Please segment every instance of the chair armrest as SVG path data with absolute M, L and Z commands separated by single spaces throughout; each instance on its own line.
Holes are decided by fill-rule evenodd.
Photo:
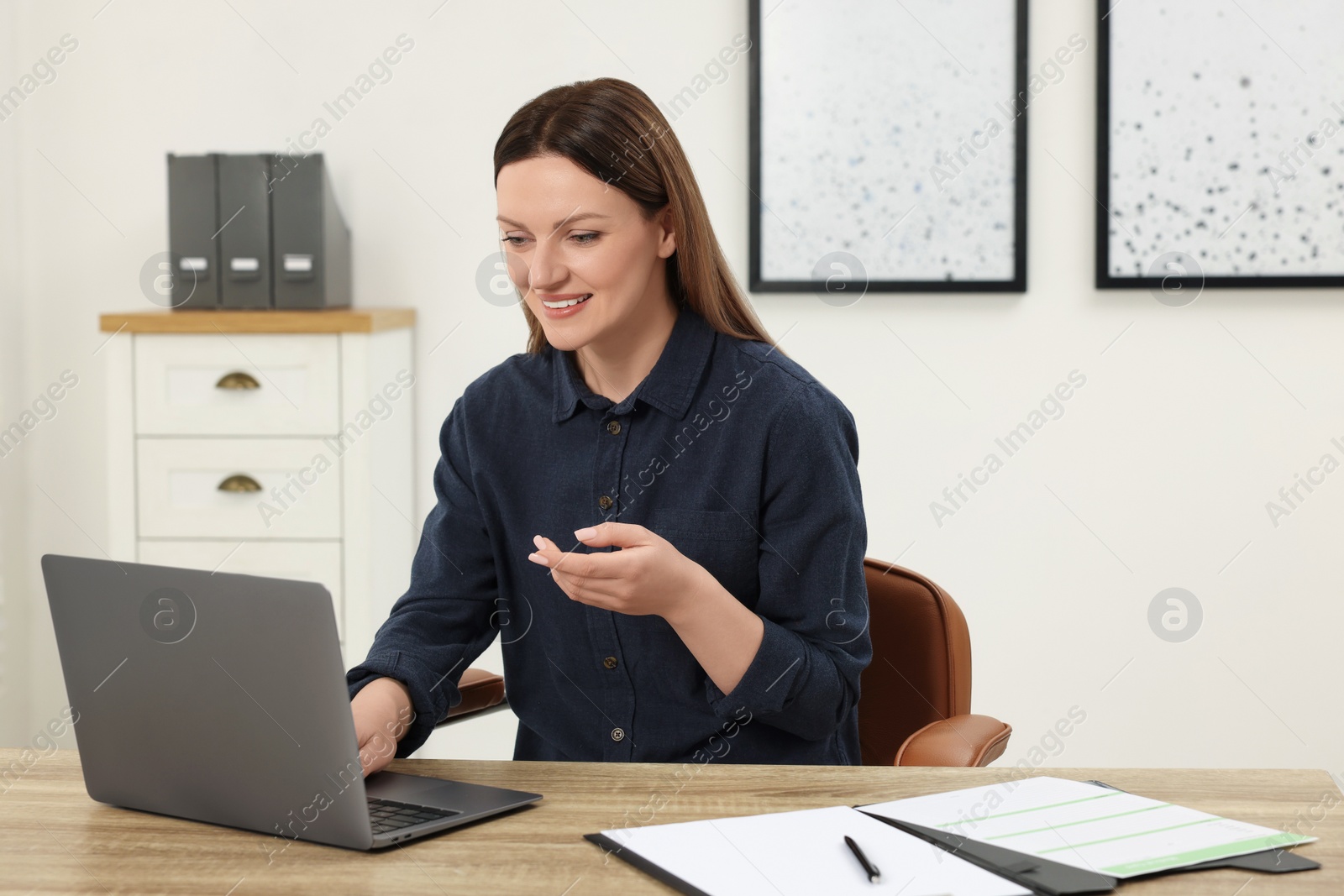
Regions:
M 931 721 L 906 737 L 896 751 L 898 766 L 988 766 L 1004 755 L 1012 725 L 991 716 L 952 716 Z
M 457 689 L 462 692 L 462 703 L 449 709 L 448 717 L 438 723 L 439 725 L 508 707 L 504 699 L 504 676 L 493 672 L 468 669 L 457 682 Z

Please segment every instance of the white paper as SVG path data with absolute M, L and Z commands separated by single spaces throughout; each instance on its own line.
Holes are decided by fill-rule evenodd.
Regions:
M 1316 840 L 1062 778 L 1028 778 L 859 809 L 1113 877 Z
M 1030 896 L 1030 891 L 848 806 L 603 830 L 714 896 Z M 844 842 L 878 870 L 872 883 Z

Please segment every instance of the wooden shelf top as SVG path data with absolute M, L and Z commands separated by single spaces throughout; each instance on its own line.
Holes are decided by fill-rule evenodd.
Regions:
M 102 314 L 103 333 L 376 333 L 415 325 L 414 308 L 191 309 Z

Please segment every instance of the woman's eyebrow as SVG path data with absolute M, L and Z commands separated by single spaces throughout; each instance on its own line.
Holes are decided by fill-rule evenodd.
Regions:
M 564 227 L 567 222 L 587 220 L 589 218 L 610 218 L 610 215 L 603 215 L 602 212 L 595 212 L 595 211 L 586 211 L 582 215 L 570 215 L 569 218 L 562 218 L 560 220 L 555 222 L 555 226 L 551 227 L 551 232 L 555 232 L 560 227 Z M 513 224 L 515 227 L 521 227 L 523 230 L 527 230 L 527 224 L 520 224 L 516 220 L 504 218 L 504 215 L 496 215 L 495 220 L 500 222 L 501 224 Z

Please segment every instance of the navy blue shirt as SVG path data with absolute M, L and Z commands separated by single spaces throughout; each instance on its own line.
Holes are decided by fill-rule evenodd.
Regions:
M 379 676 L 406 684 L 407 756 L 499 637 L 515 759 L 859 764 L 872 645 L 853 415 L 794 360 L 688 306 L 620 403 L 573 356 L 513 355 L 453 404 L 410 587 L 351 696 Z M 663 617 L 573 600 L 527 559 L 534 535 L 569 551 L 606 520 L 659 533 L 761 617 L 731 693 Z

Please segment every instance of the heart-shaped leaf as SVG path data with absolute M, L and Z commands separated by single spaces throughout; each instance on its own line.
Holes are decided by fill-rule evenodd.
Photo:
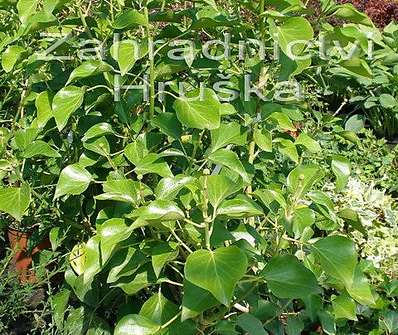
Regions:
M 220 126 L 220 102 L 214 91 L 194 90 L 174 102 L 180 122 L 190 128 L 216 129 Z
M 70 116 L 82 105 L 84 90 L 67 86 L 57 92 L 53 99 L 53 114 L 59 131 L 65 128 Z
M 235 285 L 247 268 L 246 255 L 237 247 L 222 247 L 214 251 L 197 250 L 185 264 L 185 278 L 209 291 L 220 303 L 228 306 Z

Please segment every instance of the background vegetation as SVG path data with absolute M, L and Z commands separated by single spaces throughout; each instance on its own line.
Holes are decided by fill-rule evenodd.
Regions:
M 397 10 L 355 5 L 0 0 L 0 331 L 396 334 Z

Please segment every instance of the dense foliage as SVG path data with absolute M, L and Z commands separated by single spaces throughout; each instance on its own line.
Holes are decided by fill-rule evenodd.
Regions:
M 379 27 L 398 20 L 398 3 L 395 0 L 341 0 L 340 3 L 352 3 Z
M 398 25 L 331 0 L 0 8 L 0 211 L 65 272 L 47 329 L 397 332 L 397 149 L 365 127 L 398 134 Z

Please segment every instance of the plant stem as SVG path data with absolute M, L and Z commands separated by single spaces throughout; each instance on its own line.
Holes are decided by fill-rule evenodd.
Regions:
M 148 18 L 148 25 L 146 27 L 148 45 L 153 46 L 151 26 L 149 24 L 148 7 L 144 8 L 144 13 L 145 16 Z M 147 117 L 149 121 L 152 120 L 155 114 L 155 96 L 155 56 L 152 50 L 149 52 L 149 113 Z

What is asked
Reproduce every line above verbatim, from the first through the last, but omit the picture placeholders.

Result for this exercise
Please segment every instance of the chair armrest as SVG path data with absolute M, L and Z commands separated by single spaces throughout; each instance on its own line.
Holes are decided by fill-rule evenodd.
Photo:
Regions:
M 931 721 L 906 737 L 896 751 L 898 766 L 988 766 L 1004 755 L 1012 725 L 991 716 L 952 716 Z
M 457 689 L 462 692 L 462 703 L 449 709 L 448 717 L 438 723 L 439 725 L 508 707 L 504 699 L 504 676 L 493 672 L 468 669 L 457 682 Z

Please segment every instance of the white paper as SVG path data with absolute M, L and Z commands separated by single spaces throughout; each instance on its own line.
Holes are decided by fill-rule evenodd.
Regions:
M 1316 840 L 1062 778 L 1028 778 L 859 809 L 1113 877 Z
M 1030 896 L 1030 891 L 848 806 L 603 830 L 714 896 Z M 844 842 L 878 870 L 872 883 Z

Please segment every instance of the wooden shelf top as SVG path data with absolute M, L and Z commands separated by single spaces throughout; each instance on its own line.
Holes are decided by fill-rule evenodd.
Regions:
M 102 314 L 103 333 L 376 333 L 415 325 L 414 308 L 191 309 Z

Please segment every instance of the woman's eyebrow as SVG path data with absolute M, L and Z commands separated by single spaces throughout; each instance on its own line.
Holes are decided by fill-rule evenodd.
Regions:
M 564 227 L 567 222 L 587 220 L 589 218 L 610 218 L 610 215 L 603 215 L 602 212 L 595 212 L 595 211 L 586 211 L 582 215 L 570 215 L 569 218 L 562 218 L 560 220 L 555 222 L 555 226 L 551 227 L 551 232 L 555 232 L 560 227 Z M 513 224 L 515 227 L 521 227 L 523 230 L 527 230 L 527 224 L 520 224 L 516 220 L 504 218 L 504 215 L 496 215 L 495 220 L 500 222 L 501 224 Z

Please segment every instance of the navy blue shirt as SVG path data with absolute M, L and Z commands separated by single spaces throughout; each instance on its own line.
Holes are decided by fill-rule evenodd.
Regions:
M 379 676 L 406 684 L 407 756 L 499 637 L 515 759 L 859 764 L 872 645 L 853 415 L 794 360 L 688 306 L 620 403 L 573 356 L 513 355 L 453 404 L 410 587 L 351 696 Z M 663 617 L 573 600 L 527 559 L 534 535 L 569 551 L 606 520 L 659 533 L 761 617 L 731 693 Z

Please segment every instance of the heart-shaped leaf as SVG path data with absolute M, L and Z commands separated by single spaces throughout; each instance on its own line.
Holes are decided by fill-rule evenodd.
Photo:
Regions:
M 220 126 L 220 102 L 214 91 L 194 90 L 174 102 L 180 122 L 190 128 L 216 129 Z
M 70 116 L 82 105 L 84 90 L 67 86 L 57 92 L 53 99 L 53 114 L 59 131 L 65 128 Z
M 235 285 L 247 268 L 246 255 L 237 247 L 222 247 L 214 251 L 197 250 L 185 264 L 185 278 L 209 291 L 220 303 L 228 306 Z

Please segment every instance of the background vegetation as SVG path data with absolute M, L and Z commands separated by single spaces throughout; each instance on its own line.
Holes are decided by fill-rule evenodd.
Regions:
M 397 10 L 355 5 L 0 0 L 0 331 L 396 334 Z

Please segment every instance of the dense foliage as SVG path data with absolute M, L and Z commands separated by single spaces throughout; each instance on its own line.
Holes are decided by fill-rule evenodd.
Regions:
M 379 27 L 398 20 L 398 3 L 395 0 L 341 0 L 340 3 L 352 3 Z
M 398 25 L 331 0 L 0 8 L 0 211 L 65 272 L 47 329 L 397 332 L 397 149 L 365 127 L 398 134 Z

Please segment every instance of the plant stem as SVG path data with absolute M, L and Z commands separated by single spaces throughout; each instance on its own line.
Holes are decided by fill-rule evenodd.
Regions:
M 148 18 L 148 25 L 146 27 L 148 45 L 153 46 L 151 26 L 149 24 L 148 7 L 144 8 L 144 13 L 145 16 Z M 147 117 L 149 121 L 152 120 L 155 114 L 155 96 L 155 56 L 152 50 L 149 52 L 149 113 Z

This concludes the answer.